All of the route is located in Clinton County. Route 121 begins at a T-intersection at US 69, south of Cameron and US 69's interchange with Interstate 35 near the city. The route travels eastwards over Christman Brook, and it enters a mixture of farmland and forests. The road intersects Northeast Jones Road, which is concurrent with the route for 0.251 mi. Route 121 shifts north temporarily, and it intersects Northeast Jones Road, the end of the concurrency. The road then borders Wallace State Park and crosses over Deer Creek. Travelling through a forest, the route turns southeastward near the park entrance. Route 121 ends at a Y-intersection with the park entrance and Route HH, a supplemental route. The road continues eastward as Route HH, which ends at Route 13 in Kingston.

Route 121 is designated as a major collector route by the Missouri Department of Transportation (MoDot). In 2016, MoDOT calculated 627 vehicles, including 32 trucks travelling on Route 121 east of US 69. This is expressed in terms of annual average daily traffic (AADT), a measure of traffic volume for any average day of the year. Although the route travels in an east–west fashion, MoDot has designated it as a north–south route.

────────────────────────────────────────

→ **Written tasks**
**1)** Answer these questions using the passage on Route 121:
(a) In which county is the entire route located?
(b) For what distance is Northeast Jones Road concurrent with the route?
(c) How many vehicles did the state transportation department calculate on the route east of US 69 in 2016?
**2)** From the passage on Route 121, reproduce the part that opens with the words containing "Route 121 is" and closes with "a north–south route.", character for character.
**3)** Supply the next part of the passage on Route 121, continuing on from its final sentence.

────────────────────────────────────────

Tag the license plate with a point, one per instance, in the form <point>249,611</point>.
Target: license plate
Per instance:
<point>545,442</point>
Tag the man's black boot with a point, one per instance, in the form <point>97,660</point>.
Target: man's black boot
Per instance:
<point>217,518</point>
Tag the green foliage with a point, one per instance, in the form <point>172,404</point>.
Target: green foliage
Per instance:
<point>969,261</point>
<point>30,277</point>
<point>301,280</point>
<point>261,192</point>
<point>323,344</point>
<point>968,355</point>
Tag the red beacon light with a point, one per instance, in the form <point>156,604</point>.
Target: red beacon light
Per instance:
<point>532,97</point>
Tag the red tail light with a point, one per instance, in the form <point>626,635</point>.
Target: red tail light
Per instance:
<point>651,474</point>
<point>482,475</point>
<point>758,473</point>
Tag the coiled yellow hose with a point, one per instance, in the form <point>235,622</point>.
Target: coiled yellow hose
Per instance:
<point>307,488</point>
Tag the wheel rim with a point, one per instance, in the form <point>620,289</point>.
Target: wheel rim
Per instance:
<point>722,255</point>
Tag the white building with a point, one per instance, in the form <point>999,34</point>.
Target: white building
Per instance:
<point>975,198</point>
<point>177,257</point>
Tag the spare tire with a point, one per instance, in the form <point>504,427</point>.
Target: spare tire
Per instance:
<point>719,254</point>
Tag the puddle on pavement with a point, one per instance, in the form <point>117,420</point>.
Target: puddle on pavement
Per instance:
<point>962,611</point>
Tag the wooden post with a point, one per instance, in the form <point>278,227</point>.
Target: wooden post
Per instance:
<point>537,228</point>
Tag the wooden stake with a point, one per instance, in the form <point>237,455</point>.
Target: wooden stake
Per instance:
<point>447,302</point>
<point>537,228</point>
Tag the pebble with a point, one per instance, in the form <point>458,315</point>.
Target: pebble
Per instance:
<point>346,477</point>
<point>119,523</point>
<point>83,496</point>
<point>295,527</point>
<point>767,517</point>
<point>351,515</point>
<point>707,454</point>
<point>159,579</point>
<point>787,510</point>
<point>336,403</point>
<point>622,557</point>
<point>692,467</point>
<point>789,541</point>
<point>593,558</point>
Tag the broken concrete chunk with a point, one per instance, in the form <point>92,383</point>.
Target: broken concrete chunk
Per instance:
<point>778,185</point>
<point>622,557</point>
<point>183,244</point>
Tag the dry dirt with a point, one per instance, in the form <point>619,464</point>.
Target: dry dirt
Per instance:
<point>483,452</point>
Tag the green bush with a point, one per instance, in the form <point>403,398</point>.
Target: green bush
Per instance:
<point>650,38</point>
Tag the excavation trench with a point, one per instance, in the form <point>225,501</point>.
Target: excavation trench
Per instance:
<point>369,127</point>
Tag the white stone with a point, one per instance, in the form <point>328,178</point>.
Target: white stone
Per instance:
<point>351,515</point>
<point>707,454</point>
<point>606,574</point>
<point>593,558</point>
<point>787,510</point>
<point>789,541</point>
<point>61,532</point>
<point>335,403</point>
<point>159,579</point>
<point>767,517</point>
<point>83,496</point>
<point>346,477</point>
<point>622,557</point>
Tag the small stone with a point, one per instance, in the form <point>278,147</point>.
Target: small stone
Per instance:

────────────────────────────────────────

→ **Outputs for the tasks**
**1)**
(a) Clinton County.
(b) 0.251 mi.
(c) 627 vehicles, including 32 trucks.

**2)**
Route 121 is designated as a major collector route by the Missouri Department of Transportation (MoDot). In 2016, MoDOT calculated 627 vehicles, including 32 trucks travelling on Route 121 east of US 69. This is expressed in terms of annual average daily traffic (AADT), a measure of traffic volume for any average day of the year. Although the route travels in an east–west fashion, MoDot has designated it as a north–south route.

**3)**
==History==
In October 1935, the Missouri State Highway Commission announced a project to construct Route 121AP from US 69 to Wallace State Park. The project included grading of the route, culverts, bridges, and gravel pavement. The projected route was 1.619 mi long. Gerard Knutson of Kansas City received the contract for the project, with the lowest bid of $20,614. Approval of the project was given by Franklin D. Roosevelt by October 31, with a new price of $18,000. Construction started on November 25, by the Joe Pohl Construction Company. Workers were employed one week before construction, allocated to building the bridge near the park. The project allowed federal work to start for the park, and the finished road was reflected in the 1936 state map as Route 121. The route was paved in asphalt by 1949.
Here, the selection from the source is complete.